Goal =>
Please copy every item below word for word, leaving the pictures out of your answer.

Material for this task =>

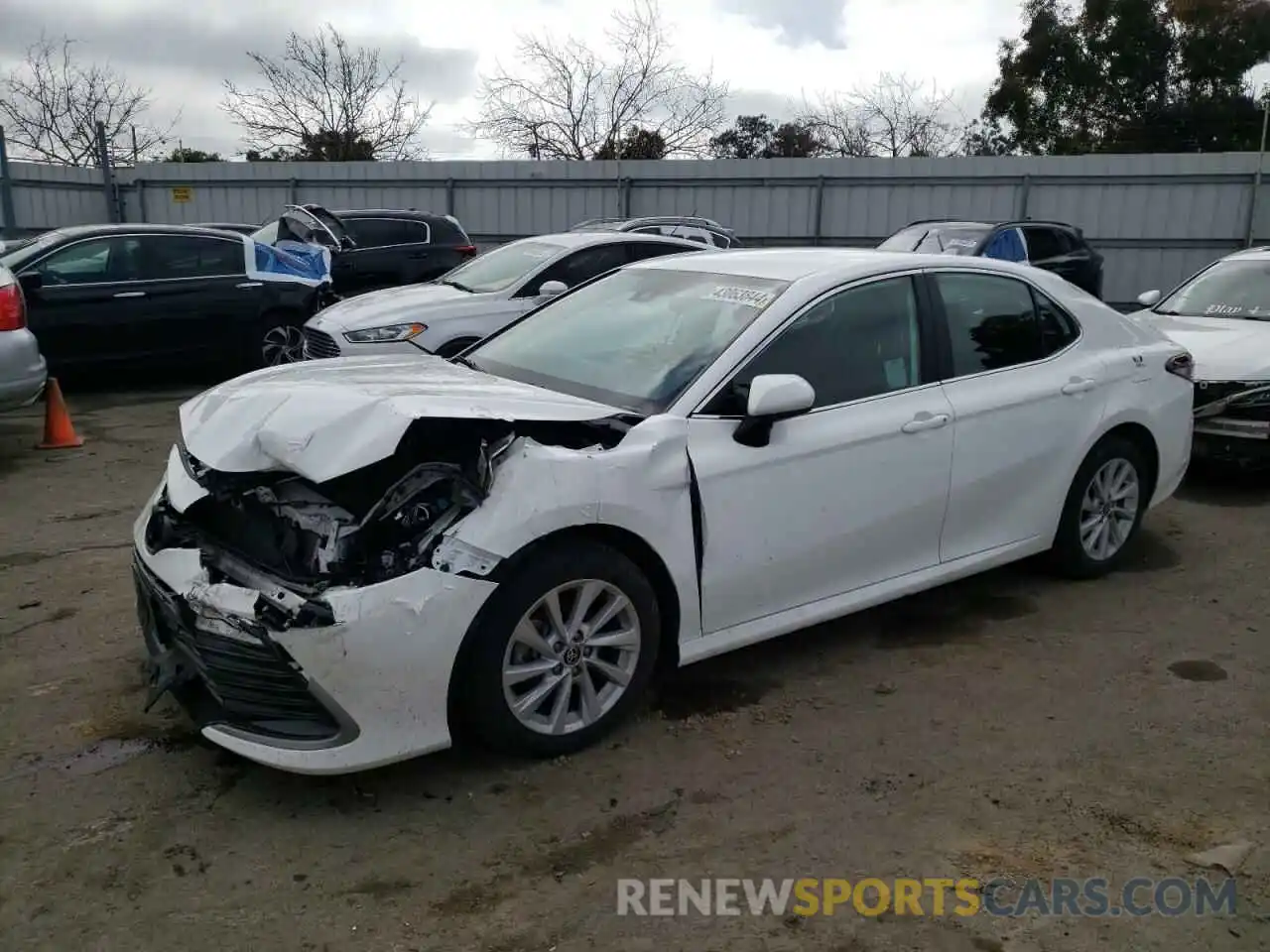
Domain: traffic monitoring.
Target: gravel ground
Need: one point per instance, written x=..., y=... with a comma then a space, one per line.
x=1010, y=725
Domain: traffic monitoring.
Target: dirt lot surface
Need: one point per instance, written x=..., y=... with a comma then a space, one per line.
x=1006, y=726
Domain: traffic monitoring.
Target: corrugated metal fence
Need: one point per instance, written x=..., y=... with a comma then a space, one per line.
x=1156, y=217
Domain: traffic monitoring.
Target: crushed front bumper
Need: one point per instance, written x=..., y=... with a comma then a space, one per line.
x=367, y=687
x=1232, y=442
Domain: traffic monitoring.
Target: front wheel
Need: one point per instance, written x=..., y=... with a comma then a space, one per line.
x=453, y=348
x=1102, y=511
x=562, y=654
x=281, y=340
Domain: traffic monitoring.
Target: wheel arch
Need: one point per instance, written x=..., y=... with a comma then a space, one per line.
x=622, y=539
x=1135, y=431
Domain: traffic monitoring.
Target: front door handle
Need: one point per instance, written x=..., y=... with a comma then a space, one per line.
x=925, y=421
x=1080, y=386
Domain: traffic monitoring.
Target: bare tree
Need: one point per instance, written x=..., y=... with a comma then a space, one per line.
x=566, y=100
x=893, y=117
x=324, y=99
x=50, y=105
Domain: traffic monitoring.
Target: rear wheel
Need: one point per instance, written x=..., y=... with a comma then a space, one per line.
x=281, y=340
x=1102, y=511
x=562, y=654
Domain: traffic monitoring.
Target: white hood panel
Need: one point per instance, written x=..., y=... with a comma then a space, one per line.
x=1223, y=348
x=321, y=419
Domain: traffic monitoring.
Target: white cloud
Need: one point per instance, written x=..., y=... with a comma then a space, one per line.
x=771, y=53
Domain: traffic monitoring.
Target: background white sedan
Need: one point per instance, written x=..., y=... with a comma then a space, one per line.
x=348, y=558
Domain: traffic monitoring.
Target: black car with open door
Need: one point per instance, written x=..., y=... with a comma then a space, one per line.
x=379, y=248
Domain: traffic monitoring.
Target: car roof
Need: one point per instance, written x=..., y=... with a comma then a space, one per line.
x=407, y=213
x=839, y=264
x=979, y=223
x=580, y=239
x=75, y=231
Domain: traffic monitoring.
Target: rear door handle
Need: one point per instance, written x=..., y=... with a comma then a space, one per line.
x=1080, y=386
x=925, y=421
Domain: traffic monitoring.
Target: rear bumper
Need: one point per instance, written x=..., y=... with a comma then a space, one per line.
x=1237, y=442
x=366, y=688
x=23, y=371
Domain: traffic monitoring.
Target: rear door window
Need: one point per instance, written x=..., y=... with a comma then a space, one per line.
x=992, y=321
x=416, y=232
x=169, y=257
x=1046, y=244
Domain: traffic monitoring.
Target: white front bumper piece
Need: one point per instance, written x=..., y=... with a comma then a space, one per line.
x=357, y=680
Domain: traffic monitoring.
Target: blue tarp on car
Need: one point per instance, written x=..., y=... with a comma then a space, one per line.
x=293, y=261
x=1006, y=246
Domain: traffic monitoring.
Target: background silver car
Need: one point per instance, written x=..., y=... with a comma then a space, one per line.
x=479, y=298
x=22, y=367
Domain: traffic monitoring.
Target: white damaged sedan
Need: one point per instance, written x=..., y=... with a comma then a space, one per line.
x=348, y=560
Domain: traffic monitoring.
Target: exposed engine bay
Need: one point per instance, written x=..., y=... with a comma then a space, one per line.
x=368, y=526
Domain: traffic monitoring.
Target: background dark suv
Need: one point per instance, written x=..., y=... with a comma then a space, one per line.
x=1056, y=246
x=393, y=246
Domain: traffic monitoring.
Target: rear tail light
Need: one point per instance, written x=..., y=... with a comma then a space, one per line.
x=1182, y=365
x=13, y=308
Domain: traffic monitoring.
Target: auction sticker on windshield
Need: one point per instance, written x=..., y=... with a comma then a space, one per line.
x=749, y=298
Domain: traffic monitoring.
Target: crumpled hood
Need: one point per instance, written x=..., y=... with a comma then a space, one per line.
x=321, y=419
x=402, y=304
x=1223, y=348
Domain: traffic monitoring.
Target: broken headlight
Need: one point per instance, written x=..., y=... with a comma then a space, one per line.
x=386, y=334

Response to this exercise =>
Domain: traffic monitoring.
Target: gravel ground
Need: one point per instance, written x=..., y=... with a comma then a space, one per line.
x=1010, y=725
Domain: traffic monitoring.
Target: dirt lot surface
Need: one point per instance, written x=..., y=... with a comma then a space, one per line.
x=1006, y=726
Domain: traffic monitoring.
Target: corrugated metal fence
Need: one point per instance, written x=..., y=... with a comma then a space, one per line.
x=1156, y=217
Domain: traffic monitoring.
Target: crushed front bumper
Need: one point per instance, written x=..., y=... with a comma then a space, one per line.
x=367, y=687
x=1232, y=442
Domain: traffic monitoring.
Target: front wheel
Need: one point per instance, written x=..., y=... with a comma then a space, one per line.
x=453, y=348
x=1102, y=511
x=562, y=654
x=281, y=340
Domain: traffic monitoring.
Target: wheel arch
Need: one point per instance, written x=..., y=... with a comma then a space, one per line.
x=622, y=539
x=1135, y=431
Domain: traffic monitoring.
Target: front door handle
Need: one point per instance, written x=..., y=... with a comma then a space, one per line.
x=925, y=421
x=1080, y=386
Domain: traffic monitoring.
Target: bare tree
Need: one point per instance, written x=..., y=... with a comma then a space, one per line.
x=566, y=100
x=893, y=117
x=324, y=99
x=50, y=105
Domain: traffic monitoring.
Target: rear wheel
Need: one point per instance, written x=..., y=... with a comma then a space, one per line.
x=281, y=340
x=1102, y=511
x=562, y=654
Domain: traffic monitoring.
Target: white hood panel
Need: one point per instance, written x=..., y=... with a comma then a space, one per line.
x=1223, y=348
x=321, y=419
Domain: traffic monitoring.
Target: white cloud
Need: one point per instance, written x=..., y=... with a comma then a space, one per line.
x=771, y=53
Domain: traffic monitoring.
Target: background white sedan
Need: one point per instance, written x=..., y=... with a comma then a space, one per line.
x=348, y=558
Domain: traffic monitoring.
Target: black car with open door
Need: one point per instance, written x=..., y=... with a comma then a space, one per line.
x=379, y=248
Domain: traffic monitoring.
Target: car roof
Need: one point per instance, written x=..., y=... with a comma then a space, one per line.
x=407, y=213
x=839, y=264
x=979, y=223
x=580, y=239
x=75, y=231
Domain: traffic monitoring.
Target: rear door handle
Need: one point per instance, written x=..., y=... with a comma then a space, one per line.
x=1080, y=386
x=925, y=421
Domain: traffic monitoring.
Target: rear bumper
Need: one point per instance, written x=..., y=... with a comma then a space, one per line.
x=1237, y=442
x=366, y=688
x=23, y=371
Domain: traffic monitoring.
Target: rear door window
Need: one point per instance, written x=..., y=... with a comma then a space, one per line.
x=992, y=321
x=416, y=232
x=169, y=257
x=1046, y=244
Domain: traffic monitoring.
Target: white front bumper piece
Need: one point per instance, written x=..., y=... with a comma then a space, one per line.
x=357, y=680
Domain: traffic monitoring.
Target: blue tarp on car
Need: one point per instance, written x=..., y=... with a comma then a space, one per line.
x=293, y=261
x=1006, y=246
Domain: traffic monitoring.
Target: background silver car
Need: one point per instance, written x=..., y=... with a comma then a space, one per line.
x=479, y=298
x=22, y=367
Domain: traffic monitoring.
Target: white damaged sedan
Need: one point per instance, written x=..., y=... with a comma then a space, one per line.
x=348, y=560
Domain: traffic monitoring.
Target: exposed engine bay
Need: one point per instance, written x=..., y=... with a comma then a space, one per line.
x=368, y=526
Domain: traffic monitoring.
Target: background dark suv
Need: one point per instance, written x=..., y=... with a comma then a space, one per line.
x=1056, y=246
x=393, y=246
Domain: traffic monitoring.
Target: rear tail light
Need: one point per instance, written x=..., y=... with a comma then a space, one per line.
x=1182, y=365
x=13, y=308
Domain: traffic monitoring.
Target: auction sticker on windshield
Need: one point per instance, written x=..., y=... with a comma then a space, one per line.
x=749, y=298
Domain: traffic monitoring.
Target: crumpled hood
Need: one point per instance, written x=..., y=... with a comma then a space, one per line.
x=321, y=419
x=402, y=304
x=1223, y=348
Domain: traffic monitoring.
Target: broken headlight
Need: one point per instance, written x=..., y=... with a comma then a space, one per line.
x=386, y=334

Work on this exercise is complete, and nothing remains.